(Pointing and labeling entries)
-----

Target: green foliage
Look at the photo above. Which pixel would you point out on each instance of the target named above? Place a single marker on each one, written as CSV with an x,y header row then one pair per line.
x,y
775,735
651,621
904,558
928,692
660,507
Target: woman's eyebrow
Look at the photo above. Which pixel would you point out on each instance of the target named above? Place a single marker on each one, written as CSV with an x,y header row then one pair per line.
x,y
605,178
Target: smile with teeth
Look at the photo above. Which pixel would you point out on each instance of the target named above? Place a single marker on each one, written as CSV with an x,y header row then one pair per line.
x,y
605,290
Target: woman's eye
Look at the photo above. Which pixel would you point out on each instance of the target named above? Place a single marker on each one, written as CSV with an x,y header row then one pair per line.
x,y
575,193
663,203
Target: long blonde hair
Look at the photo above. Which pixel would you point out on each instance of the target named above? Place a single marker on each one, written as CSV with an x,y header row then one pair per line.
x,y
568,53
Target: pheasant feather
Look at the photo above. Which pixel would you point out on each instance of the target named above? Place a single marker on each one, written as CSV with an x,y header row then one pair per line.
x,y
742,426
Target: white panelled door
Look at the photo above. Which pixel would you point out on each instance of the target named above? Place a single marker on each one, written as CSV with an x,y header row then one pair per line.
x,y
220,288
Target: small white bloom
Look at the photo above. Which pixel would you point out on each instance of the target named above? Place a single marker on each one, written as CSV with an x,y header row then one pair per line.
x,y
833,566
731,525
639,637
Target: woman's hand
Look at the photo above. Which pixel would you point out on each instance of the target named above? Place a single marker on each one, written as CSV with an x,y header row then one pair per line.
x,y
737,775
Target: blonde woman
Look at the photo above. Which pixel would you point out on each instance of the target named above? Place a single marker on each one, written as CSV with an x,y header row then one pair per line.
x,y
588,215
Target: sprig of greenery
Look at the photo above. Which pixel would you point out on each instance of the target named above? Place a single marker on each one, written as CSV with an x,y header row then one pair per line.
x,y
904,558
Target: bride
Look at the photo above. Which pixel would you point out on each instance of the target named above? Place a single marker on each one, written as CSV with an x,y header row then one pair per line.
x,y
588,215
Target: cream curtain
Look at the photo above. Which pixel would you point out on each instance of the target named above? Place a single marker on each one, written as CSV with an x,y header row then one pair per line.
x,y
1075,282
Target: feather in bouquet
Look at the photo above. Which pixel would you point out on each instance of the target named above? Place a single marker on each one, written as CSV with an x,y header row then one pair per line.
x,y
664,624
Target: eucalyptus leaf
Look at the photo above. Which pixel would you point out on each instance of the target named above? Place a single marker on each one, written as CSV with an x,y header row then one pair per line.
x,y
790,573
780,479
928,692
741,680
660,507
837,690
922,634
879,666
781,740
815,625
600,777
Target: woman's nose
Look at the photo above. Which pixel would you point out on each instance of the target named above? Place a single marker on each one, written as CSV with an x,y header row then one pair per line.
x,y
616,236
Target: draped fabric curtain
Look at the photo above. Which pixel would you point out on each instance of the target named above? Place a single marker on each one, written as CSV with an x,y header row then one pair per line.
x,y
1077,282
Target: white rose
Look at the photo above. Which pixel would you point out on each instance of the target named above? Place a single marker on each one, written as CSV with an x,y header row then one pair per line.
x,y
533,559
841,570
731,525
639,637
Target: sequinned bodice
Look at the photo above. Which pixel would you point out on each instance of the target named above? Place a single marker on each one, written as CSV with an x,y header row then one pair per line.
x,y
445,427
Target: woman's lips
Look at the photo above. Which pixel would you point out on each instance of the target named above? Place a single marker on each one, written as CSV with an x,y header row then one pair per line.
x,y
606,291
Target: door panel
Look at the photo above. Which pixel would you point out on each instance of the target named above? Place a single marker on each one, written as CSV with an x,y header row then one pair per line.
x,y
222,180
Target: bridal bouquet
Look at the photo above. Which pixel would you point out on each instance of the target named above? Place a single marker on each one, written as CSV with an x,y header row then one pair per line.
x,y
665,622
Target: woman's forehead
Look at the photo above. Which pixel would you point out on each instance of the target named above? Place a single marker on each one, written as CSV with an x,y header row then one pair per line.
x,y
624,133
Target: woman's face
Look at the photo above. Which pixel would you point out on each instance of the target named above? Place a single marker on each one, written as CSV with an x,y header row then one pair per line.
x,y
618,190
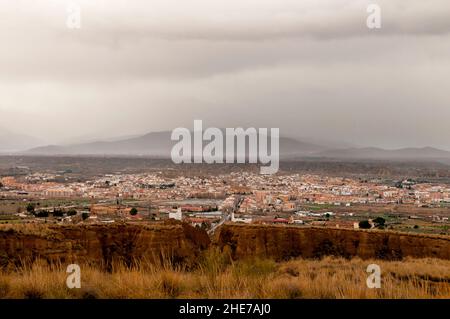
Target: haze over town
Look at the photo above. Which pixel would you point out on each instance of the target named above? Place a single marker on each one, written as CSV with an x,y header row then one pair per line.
x,y
311,68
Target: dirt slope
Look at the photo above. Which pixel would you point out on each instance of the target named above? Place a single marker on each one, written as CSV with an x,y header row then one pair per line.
x,y
101,244
283,243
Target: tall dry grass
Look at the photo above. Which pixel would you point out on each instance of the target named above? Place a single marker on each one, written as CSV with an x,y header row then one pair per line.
x,y
217,276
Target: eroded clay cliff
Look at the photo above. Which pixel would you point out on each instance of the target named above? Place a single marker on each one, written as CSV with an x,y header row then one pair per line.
x,y
102,244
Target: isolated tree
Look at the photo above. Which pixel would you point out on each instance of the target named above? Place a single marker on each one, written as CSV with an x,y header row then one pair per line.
x,y
364,224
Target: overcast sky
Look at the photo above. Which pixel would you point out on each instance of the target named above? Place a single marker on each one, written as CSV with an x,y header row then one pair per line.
x,y
311,68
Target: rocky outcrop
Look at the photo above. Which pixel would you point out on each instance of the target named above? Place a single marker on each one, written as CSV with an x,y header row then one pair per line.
x,y
102,244
281,243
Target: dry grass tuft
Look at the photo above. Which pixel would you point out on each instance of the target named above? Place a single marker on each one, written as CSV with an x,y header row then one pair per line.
x,y
217,276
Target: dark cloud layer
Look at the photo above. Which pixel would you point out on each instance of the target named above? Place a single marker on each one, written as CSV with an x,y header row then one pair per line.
x,y
312,68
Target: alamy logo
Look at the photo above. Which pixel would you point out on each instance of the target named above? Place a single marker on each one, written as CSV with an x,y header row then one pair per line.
x,y
231,149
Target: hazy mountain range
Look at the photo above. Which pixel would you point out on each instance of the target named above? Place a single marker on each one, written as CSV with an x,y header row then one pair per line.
x,y
158,144
13,142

-----

THE TASK> Update all of the data above by replacing "single marker" with "single point" and leaving everything else unchanged. Omit the pictures from your answer.

REPLY>
Target: green foliage
Look at the photo above. Which pixel would you point out on each instance of the target named above? Place a single point on each one, written as CSV with an x,y header row then one pair per line.
x,y
775,735
651,621
904,558
928,692
660,507
Target: woman's eyebrow
Look at the photo above. Which pixel would you point out on each instance of the target named above? Place a single point on each one, written as CSV with an x,y header row then one pair per line.
x,y
605,178
Target: smile with teeth
Look at the photo above. Which pixel would you point out on each instance of the target named above? Place a single point on each one, written as CSV with an x,y header row then one pair per line.
x,y
605,290
Target: woman's eye
Look at the photo above. Which pixel would you point out on each instance of the target named above? Place a single point on each one, written as CSV with an x,y header row then one pair per line.
x,y
575,193
663,203
Target: long blonde hair
Look at the photo above. Which pixel would you point out on each instance of the target named above? Place a single point on each one, written as CSV with an x,y header row then one pair per line.
x,y
568,53
Target: pheasant feather
Look at the photo above. Which pixel would you point out on each instance of the target named above? Place a single point on each one, written as CSV with an x,y header row then one pair per line.
x,y
742,426
Target: white panelled door
Look at the photo above. Which pixel would you point out on each instance of the target named above? Place a single point on each one, written as CSV with an x,y header row then one pair per line.
x,y
220,288
Target: small white bloom
Look at the photo above. Which pixel would you point out on each instance of the target named above? Place a single point on each one, written as CSV with an x,y header row then one pair per line.
x,y
833,566
731,525
639,637
Target: woman's hand
Look at the photo above. Which pixel would you point out on each instance of the target named above? Place a single point on each one, written as CSV with an x,y header row then one pair per line.
x,y
737,775
Target: blonde woman
Look at the photo above. Which pixel would you point out on each instance of the target named above? Place a single point on each one, written as CSV with an x,y header row then one pair per line.
x,y
588,215
Target: sprig of greenery
Look at the photo above. Which pixel would you point out on each instance of the target named above? Place a single point on each one, written as CSV with an x,y header row then one pair per line.
x,y
904,558
Target: bride
Look at the photo above. Which pixel would you point out on each instance of the target named above? Place a single point on each one, written as CSV with an x,y header row then one pair per line.
x,y
588,215
Target: cream curtain
Look at the photo above. Which pixel would you point out on each instance of the target named above? Place a single point on each one, written as CSV with an x,y header row then one pair per line.
x,y
1075,282
Target: feather in bouquet
Look at the photo above. Which pixel would you point out on each instance of the target named above? Place a single point on each one, written as CSV with an x,y header row then one pair per line.
x,y
664,624
Target: eucalyptus leaf
Look at the photo above. Which pixel would you point out on each instance of the target named above? Place a single point on each one, written as CSV with an x,y header row then one pair per line.
x,y
790,573
780,479
928,692
741,680
660,507
837,690
922,634
879,666
781,740
815,625
600,777
Target: woman's nose
Look at the photo above. Which pixel would you point out on each instance of the target named above? Place a single point on each one, written as CSV with an x,y header row then one pair per line.
x,y
616,236
Target: draped fabric curtain
Look at the photo above. Which pixel would you point out on each instance of the target named above? Place a single point on each one, written as CSV with an x,y header row then one pair per line.
x,y
1077,282
Target: white rose
Look at the photo above. Which pixel would you point out on each instance of the target named above? Place a single point on each one, written as CSV with an x,y header row then one pair per line.
x,y
533,559
841,570
731,525
639,637
Target: sequinned bodice
Look at the photo above. Which pixel would you point out on each instance of the target named above? Place a single point on each one, written as CSV with an x,y header row then one pair per line.
x,y
445,427
Target: woman's lips
Look at the photo above. Which pixel would you point out on each instance of the target named above? Place a single point on each one, written as CSV with an x,y header row then one pair per line.
x,y
606,291
Target: door panel
Look at the photo above. Which pixel would you point out on each instance of the target named above? Place a single point on each one, written as CSV with an x,y header row then one pair per line.
x,y
222,180
Target: bridal bouquet
Look at the photo above. Which pixel would you point out on each instance of the target named above? Place a single point on each one, written as CSV with an x,y header row then one pair per line.
x,y
665,622
Target: woman's forehead
Look at the photo above. Which pixel would you point out on each instance of the target named above? Place a single point on each one, written as CSV with an x,y header row then one pair per line.
x,y
624,133
Target: woman's face
Look at the photo above. Which pixel would you point out on each instance of the target named above? Place a single point on each one, written as CSV with an x,y header row then one pair per line.
x,y
618,190
Target: haze over town
Look at the photo above. Which pixel would you point out on each instance of the target named above? Place a single point on each one, written as CSV with an x,y header row then one pair per line.
x,y
311,68
Target: dirt slope
Look at the photo above. Which pixel would you point out on each instance of the target named above? Place a single point on each one, written as CSV with an x,y header row then one pair per line.
x,y
101,244
283,243
Target: tall dry grass
Look at the photo above. Which pixel would you point out on each instance of the target named above? Place a single point on each one, written as CSV with an x,y header row then one pair per line.
x,y
217,276
Target: eroded clay cliff
Look at the photo above. Which pixel would you point out on each instance of the target named above? Place a single point on each one, written as CSV with an x,y header row then one pair per line.
x,y
102,244
Target: isolated tree
Look at the photo above. Which pixel would you point out on each instance of the target named above? Place a single point on each one, written as CSV with an x,y header row then one pair per line.
x,y
364,224
Target: overcast sky
Look at the photo above. Which pixel would you point out on each instance of the target named above? Place a single point on each one, written as CSV with an x,y header row then one pair per line.
x,y
311,68
Target: rocky outcrop
Look at the photo above. Which pixel would you point out on each instance of the target named above? Place a single point on each one, written as CSV with an x,y header row then one pair per line.
x,y
102,244
281,243
Target: dry grass tuft
Look at the photo above. Which pixel would you point out on each instance of the target named above? Place a single point on each one, written as CSV with an x,y header row then one pair per line.
x,y
217,276
Target: dark cloud layer
Look at the photo above. Which pixel would you point out on each instance of the target named above? Place a single point on each one, written as CSV with an x,y header row then one pair per line.
x,y
312,68
Target: alamy logo
Look at the photo above. Which pixel would you point out on each instance of the target named above? Place a single point on each one, written as CSV with an x,y header row then one pair per line.
x,y
231,149
Target: hazy mountain range
Look at the photo above. Which pixel would you point out on each instance of the target named above? Place a single point on each one, written as CSV with an x,y header row then one pair per line.
x,y
158,144
13,142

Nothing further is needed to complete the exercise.